- STORED DATA -
***
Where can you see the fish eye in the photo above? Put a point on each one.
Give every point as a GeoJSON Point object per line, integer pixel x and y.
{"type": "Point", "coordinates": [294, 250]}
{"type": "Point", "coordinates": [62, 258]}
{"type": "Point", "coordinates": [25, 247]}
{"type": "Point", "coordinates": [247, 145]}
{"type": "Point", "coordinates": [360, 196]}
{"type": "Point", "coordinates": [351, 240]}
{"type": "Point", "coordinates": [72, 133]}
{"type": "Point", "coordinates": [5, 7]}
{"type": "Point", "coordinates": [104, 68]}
***
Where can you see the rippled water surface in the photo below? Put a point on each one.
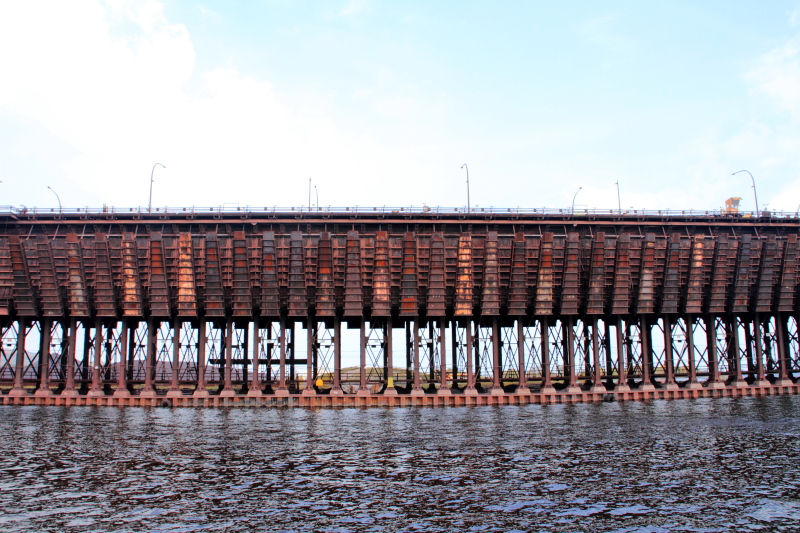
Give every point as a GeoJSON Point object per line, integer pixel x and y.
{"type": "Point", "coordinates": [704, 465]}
***
Find every line of the records above that contains the word "Where", and copy each of those lines in full.

- RESPONSE TO THIS TASK -
Where can you see the fish eye in the photo above? Put a point on each one.
Where can you see the rippled water surface in the photo below? Put a point on each one.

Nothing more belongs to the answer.